*** Opening Source material ***
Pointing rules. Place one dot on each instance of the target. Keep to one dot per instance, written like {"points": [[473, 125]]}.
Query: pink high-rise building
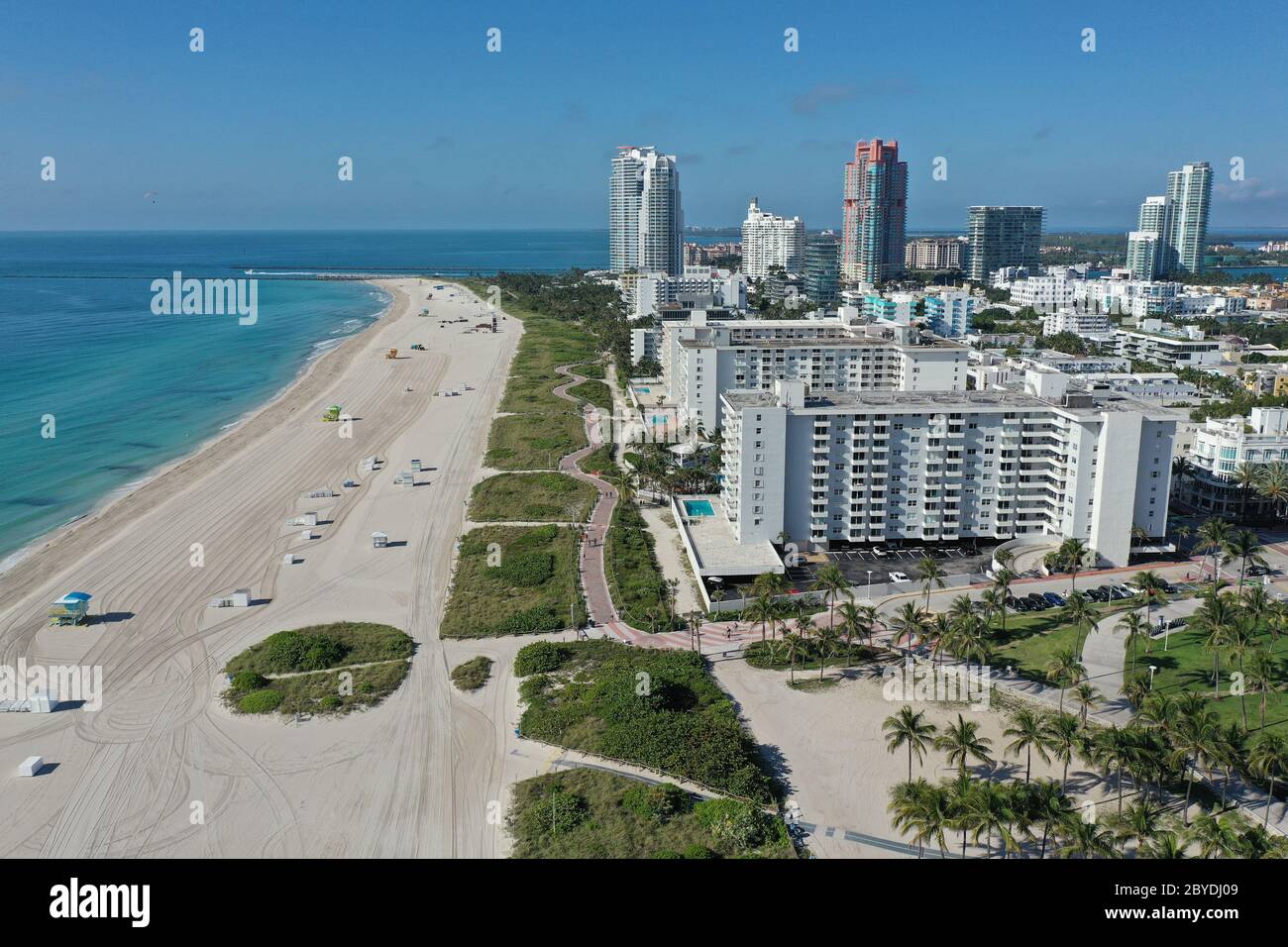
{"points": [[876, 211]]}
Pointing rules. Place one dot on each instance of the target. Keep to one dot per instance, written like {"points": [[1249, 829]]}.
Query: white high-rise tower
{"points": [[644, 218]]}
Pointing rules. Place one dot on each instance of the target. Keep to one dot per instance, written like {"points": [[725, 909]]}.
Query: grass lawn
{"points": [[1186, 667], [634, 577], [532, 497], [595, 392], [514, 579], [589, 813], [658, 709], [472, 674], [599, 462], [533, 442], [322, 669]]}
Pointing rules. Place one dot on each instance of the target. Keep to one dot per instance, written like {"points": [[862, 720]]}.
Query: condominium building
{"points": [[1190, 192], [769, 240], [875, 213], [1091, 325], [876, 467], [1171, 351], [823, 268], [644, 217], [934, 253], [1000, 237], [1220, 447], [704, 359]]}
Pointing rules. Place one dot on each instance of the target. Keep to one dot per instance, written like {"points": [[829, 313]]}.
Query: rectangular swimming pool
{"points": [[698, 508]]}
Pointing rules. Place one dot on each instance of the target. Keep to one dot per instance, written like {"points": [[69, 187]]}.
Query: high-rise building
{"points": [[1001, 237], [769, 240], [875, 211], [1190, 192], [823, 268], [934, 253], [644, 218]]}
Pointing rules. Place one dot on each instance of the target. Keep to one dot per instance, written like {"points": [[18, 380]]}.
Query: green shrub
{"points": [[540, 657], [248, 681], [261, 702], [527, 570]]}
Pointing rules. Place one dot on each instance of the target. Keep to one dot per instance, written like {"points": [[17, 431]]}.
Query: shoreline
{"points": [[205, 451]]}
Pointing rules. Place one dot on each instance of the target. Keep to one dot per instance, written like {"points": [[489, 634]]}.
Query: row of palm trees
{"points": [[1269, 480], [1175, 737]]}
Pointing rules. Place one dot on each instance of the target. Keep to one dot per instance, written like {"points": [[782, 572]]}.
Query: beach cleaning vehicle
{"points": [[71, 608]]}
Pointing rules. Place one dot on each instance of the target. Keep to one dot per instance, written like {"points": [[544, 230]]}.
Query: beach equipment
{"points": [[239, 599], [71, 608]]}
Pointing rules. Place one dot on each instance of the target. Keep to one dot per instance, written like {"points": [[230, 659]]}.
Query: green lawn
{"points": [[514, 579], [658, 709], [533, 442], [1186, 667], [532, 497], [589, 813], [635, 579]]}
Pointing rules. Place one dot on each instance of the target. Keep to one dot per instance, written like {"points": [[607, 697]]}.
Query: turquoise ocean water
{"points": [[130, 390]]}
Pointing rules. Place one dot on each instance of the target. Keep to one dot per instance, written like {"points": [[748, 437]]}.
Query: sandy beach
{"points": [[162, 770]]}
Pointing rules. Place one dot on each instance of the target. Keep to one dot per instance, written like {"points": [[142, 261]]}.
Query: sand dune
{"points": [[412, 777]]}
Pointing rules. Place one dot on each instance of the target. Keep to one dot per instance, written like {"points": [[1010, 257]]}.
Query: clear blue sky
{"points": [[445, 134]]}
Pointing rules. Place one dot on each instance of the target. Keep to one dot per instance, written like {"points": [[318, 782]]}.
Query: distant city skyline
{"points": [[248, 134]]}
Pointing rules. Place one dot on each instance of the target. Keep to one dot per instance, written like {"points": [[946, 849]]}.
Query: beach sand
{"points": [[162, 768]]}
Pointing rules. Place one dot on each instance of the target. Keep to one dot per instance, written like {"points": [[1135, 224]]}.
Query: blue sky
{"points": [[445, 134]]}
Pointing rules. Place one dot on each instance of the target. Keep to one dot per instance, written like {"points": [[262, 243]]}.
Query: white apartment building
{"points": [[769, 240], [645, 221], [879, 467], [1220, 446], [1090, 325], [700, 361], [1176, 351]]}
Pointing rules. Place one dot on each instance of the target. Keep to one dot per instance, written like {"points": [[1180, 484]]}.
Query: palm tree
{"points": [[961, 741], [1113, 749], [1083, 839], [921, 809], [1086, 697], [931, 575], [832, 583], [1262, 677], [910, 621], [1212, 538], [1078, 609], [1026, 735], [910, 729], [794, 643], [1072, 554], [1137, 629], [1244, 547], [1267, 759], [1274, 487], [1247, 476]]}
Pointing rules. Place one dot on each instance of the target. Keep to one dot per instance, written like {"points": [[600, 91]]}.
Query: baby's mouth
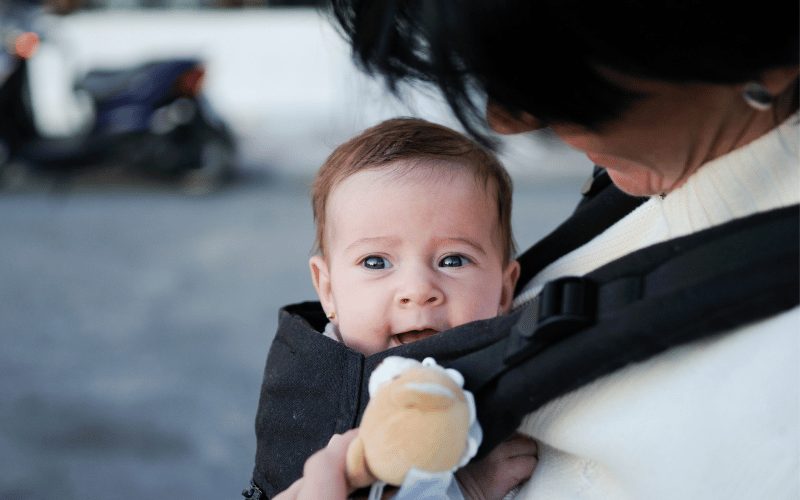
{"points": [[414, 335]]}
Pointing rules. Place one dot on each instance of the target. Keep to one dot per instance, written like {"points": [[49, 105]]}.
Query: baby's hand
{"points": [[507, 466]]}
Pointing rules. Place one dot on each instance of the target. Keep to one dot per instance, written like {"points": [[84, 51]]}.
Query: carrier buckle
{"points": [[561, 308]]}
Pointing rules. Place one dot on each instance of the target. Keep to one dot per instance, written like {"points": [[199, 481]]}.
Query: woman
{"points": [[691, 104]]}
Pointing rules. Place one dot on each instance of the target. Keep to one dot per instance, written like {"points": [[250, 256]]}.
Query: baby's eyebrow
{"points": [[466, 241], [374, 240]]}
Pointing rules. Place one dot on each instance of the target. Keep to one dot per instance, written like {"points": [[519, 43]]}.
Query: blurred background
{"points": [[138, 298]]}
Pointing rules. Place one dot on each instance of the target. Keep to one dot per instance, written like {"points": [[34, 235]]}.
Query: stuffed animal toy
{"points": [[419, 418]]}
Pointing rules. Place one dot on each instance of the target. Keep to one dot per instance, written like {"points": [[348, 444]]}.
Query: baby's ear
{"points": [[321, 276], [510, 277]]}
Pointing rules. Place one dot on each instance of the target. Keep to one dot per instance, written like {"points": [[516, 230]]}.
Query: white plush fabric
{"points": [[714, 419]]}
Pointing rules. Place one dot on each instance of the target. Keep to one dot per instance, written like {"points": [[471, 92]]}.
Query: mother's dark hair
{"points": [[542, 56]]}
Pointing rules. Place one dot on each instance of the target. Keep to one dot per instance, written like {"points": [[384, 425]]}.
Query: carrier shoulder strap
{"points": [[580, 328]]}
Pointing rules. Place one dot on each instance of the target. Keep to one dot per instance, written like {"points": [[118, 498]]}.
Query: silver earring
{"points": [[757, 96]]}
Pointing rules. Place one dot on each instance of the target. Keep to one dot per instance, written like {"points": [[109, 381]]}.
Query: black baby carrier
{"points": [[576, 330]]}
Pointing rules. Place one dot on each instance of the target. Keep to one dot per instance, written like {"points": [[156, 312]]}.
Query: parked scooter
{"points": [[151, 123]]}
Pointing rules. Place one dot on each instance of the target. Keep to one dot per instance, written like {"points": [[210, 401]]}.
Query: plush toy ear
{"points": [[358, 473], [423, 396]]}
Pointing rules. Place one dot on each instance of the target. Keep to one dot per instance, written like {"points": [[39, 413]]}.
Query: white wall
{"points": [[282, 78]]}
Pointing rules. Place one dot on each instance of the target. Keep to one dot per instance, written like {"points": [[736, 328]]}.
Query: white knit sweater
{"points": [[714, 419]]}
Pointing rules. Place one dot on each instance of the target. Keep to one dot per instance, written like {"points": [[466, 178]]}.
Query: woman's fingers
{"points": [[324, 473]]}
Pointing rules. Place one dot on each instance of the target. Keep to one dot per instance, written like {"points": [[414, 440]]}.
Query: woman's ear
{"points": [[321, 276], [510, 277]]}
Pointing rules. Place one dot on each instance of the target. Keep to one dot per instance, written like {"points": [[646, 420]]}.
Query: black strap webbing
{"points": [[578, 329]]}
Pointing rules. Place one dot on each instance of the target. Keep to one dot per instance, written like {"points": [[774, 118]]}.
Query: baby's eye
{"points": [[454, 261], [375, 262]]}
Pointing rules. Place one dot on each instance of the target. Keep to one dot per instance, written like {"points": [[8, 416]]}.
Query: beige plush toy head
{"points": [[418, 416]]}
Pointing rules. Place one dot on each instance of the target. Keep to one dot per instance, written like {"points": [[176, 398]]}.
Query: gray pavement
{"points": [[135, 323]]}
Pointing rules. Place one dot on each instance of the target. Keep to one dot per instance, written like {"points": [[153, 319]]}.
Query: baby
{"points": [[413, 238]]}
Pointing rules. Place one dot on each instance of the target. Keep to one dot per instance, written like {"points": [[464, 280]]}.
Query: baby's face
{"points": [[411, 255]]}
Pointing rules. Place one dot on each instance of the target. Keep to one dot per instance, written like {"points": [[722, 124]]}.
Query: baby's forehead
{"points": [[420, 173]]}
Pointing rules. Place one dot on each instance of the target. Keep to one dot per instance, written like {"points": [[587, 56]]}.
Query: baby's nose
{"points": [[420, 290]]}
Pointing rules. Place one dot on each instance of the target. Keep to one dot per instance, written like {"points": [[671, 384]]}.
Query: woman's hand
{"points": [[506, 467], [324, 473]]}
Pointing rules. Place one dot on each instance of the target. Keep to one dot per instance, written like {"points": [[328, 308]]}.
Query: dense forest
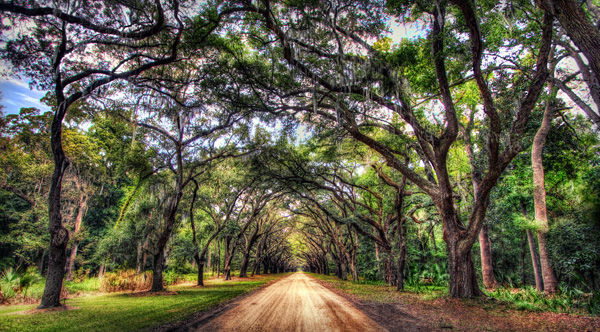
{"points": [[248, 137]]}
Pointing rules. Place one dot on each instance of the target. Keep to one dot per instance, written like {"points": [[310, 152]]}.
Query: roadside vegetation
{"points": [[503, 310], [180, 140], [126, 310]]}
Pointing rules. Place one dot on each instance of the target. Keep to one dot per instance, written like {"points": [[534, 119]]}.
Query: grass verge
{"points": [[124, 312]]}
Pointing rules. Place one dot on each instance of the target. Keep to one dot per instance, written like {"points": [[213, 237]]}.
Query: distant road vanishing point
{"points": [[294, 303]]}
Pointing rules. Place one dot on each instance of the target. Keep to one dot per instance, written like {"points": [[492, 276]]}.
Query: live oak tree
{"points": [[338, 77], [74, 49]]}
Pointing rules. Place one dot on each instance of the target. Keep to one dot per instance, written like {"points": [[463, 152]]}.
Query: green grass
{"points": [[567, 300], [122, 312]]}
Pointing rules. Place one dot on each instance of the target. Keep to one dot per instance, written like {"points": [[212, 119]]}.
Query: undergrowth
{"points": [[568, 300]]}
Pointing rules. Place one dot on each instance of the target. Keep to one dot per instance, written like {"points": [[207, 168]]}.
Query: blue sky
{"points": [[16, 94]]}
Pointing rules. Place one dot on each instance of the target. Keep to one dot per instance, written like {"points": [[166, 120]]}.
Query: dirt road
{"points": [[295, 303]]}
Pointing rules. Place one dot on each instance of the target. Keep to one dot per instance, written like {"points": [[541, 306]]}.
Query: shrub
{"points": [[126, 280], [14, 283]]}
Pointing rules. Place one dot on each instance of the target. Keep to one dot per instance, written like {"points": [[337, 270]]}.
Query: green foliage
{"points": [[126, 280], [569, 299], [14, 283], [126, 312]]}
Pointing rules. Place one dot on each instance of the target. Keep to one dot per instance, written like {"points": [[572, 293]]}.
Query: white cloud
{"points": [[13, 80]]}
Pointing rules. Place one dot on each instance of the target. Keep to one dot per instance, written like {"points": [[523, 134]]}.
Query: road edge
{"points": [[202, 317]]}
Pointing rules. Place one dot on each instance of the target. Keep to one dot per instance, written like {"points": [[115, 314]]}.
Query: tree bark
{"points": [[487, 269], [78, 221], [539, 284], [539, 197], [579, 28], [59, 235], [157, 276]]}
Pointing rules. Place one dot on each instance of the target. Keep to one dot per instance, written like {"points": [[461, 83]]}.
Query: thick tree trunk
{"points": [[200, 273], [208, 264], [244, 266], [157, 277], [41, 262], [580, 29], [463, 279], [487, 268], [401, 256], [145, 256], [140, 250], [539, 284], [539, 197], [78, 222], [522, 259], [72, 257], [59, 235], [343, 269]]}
*** Closing Source material ***
*About this exercise*: What is needed is an exact copy of the lines from the one containing "Query: undergrowth" through the last line of the records above, both included.

*Expected answer*:
Query: undergrowth
{"points": [[568, 300]]}
Pointing rules. Place one dot on each instance of the target. Keep to one dot per instance, written like {"points": [[207, 168]]}.
Query: blue sky
{"points": [[16, 94]]}
Pointing rules. Place one dot on each instance of the target. Keep to one dot per instance, written like {"points": [[166, 120]]}.
Query: dirt road
{"points": [[295, 303]]}
Pointing rules. Place one dot on each instance of the target. Keep to one dot per instance, written like {"points": [[541, 306]]}.
Query: shrub
{"points": [[126, 280], [14, 283]]}
Pointing rules. Place one dot on each instance of the target. Keep to one dot per instance, written like {"points": [[337, 270]]}.
Query: green foliage
{"points": [[126, 280], [569, 299], [14, 283], [126, 312]]}
Pointing rules. Place one dot on each instance of the target. Keep to one dot per instance, written like {"points": [[572, 293]]}.
Query: white cloud
{"points": [[13, 80]]}
Pointing rules. Place one dot on each instance of the target. Keep to one dot per instance, written like {"points": [[523, 134]]}.
Query: road edge
{"points": [[202, 317]]}
Pointing rules. Place one dot on each instance of the target. Keep to one dot per instance, written like {"points": [[115, 314]]}.
Query: tree bark
{"points": [[487, 269], [78, 221], [539, 284], [539, 197], [579, 28], [59, 235], [157, 276]]}
Pointing rules. Place one dot on each instance of the target. Keep to one dot per instance, written like {"points": [[461, 83]]}.
Query: thick tree trunk
{"points": [[200, 273], [208, 264], [244, 266], [157, 277], [41, 262], [580, 29], [463, 279], [487, 268], [401, 256], [145, 256], [140, 250], [539, 284], [539, 197], [78, 222], [522, 259], [72, 257], [59, 235], [343, 269]]}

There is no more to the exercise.